» **Your task**
Line by line, the data below should be set down unchanged, with images excluded.

» **Extracted entries**

+ + + + + + +

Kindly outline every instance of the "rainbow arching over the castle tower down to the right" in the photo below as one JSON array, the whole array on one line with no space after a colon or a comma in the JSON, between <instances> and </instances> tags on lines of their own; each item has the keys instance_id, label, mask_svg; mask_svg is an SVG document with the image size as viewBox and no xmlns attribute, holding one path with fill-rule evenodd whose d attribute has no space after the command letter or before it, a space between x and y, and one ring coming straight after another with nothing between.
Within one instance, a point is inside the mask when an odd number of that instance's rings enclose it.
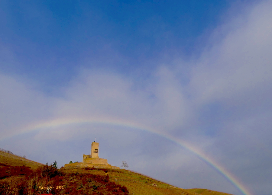
<instances>
[{"instance_id":1,"label":"rainbow arching over the castle tower down to the right","mask_svg":"<svg viewBox=\"0 0 272 195\"><path fill-rule=\"evenodd\" d=\"M160 136L165 137L166 139L169 139L178 145L188 149L189 151L193 152L195 155L199 156L203 161L205 161L208 165L210 165L212 168L214 168L216 171L218 171L221 175L223 175L230 183L232 183L242 194L244 195L251 195L251 193L244 187L241 182L238 181L238 179L235 178L233 174L231 174L229 171L227 171L224 167L219 165L217 162L212 160L209 156L207 156L203 151L200 149L197 149L196 147L190 145L188 142L178 139L174 136L171 136L169 134L161 133L160 131L156 131L148 126L145 126L143 124L135 123L128 120L120 120L115 118L103 118L103 117L92 117L92 118L84 118L84 117L70 117L70 118L59 118L54 120L47 120L47 121L40 121L38 123L32 123L31 125L25 126L24 128L21 128L20 133L27 133L30 131L38 130L41 128L49 128L49 127L57 127L67 124L79 124L79 123L99 123L99 124L108 124L108 125L116 125L116 126L123 126L123 127L129 127L144 131L149 131L152 133L156 133ZM8 137L14 136L10 135ZM7 137L5 137L7 138ZM3 137L2 137L3 139Z\"/></svg>"}]
</instances>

+ + + + + + +

» **Reply to the task**
Kindly outline every instance of the "rainbow arching over the castle tower down to the right" in the photo below as one JSON array, the whole array on one line with no space after a colon or a comma in the JSON, between <instances> and </instances> tags on lines of their own; each item has the keys instance_id, label, mask_svg; mask_svg is an SVG document with the image size as viewBox and no xmlns attribute, holding one path with fill-rule evenodd whose d attribute has no space after the command letter or before it, a space between x and y, and one ring coming straight after another with nothing between.
Within one instance, a point is inside the mask when an odd number of that instance's rings enclose it.
<instances>
[{"instance_id":1,"label":"rainbow arching over the castle tower down to the right","mask_svg":"<svg viewBox=\"0 0 272 195\"><path fill-rule=\"evenodd\" d=\"M160 136L165 137L166 139L169 139L178 145L188 149L189 151L193 152L195 155L199 156L203 161L205 161L208 165L210 165L212 168L214 168L216 171L218 171L221 175L223 175L230 183L232 183L242 194L244 195L251 195L251 193L244 187L241 182L238 181L238 179L235 178L233 174L231 174L229 171L227 171L224 167L219 165L217 162L212 160L209 156L207 156L203 151L200 149L197 149L196 147L190 145L188 142L178 139L174 136L171 136L169 134L161 133L160 131L156 131L148 126L145 126L143 124L135 123L128 120L120 120L115 118L103 118L103 117L92 117L92 118L84 118L84 117L70 117L70 118L59 118L54 120L47 120L47 121L40 121L38 123L32 123L31 125L25 126L24 128L21 128L20 133L27 133L30 131L38 130L41 128L49 128L49 127L57 127L67 124L79 124L79 123L99 123L99 124L108 124L108 125L116 125L116 126L123 126L123 127L129 127L144 131L149 131L152 133L156 133ZM8 137L14 136L10 135ZM7 137L5 137L7 138ZM3 137L2 137L3 139Z\"/></svg>"}]
</instances>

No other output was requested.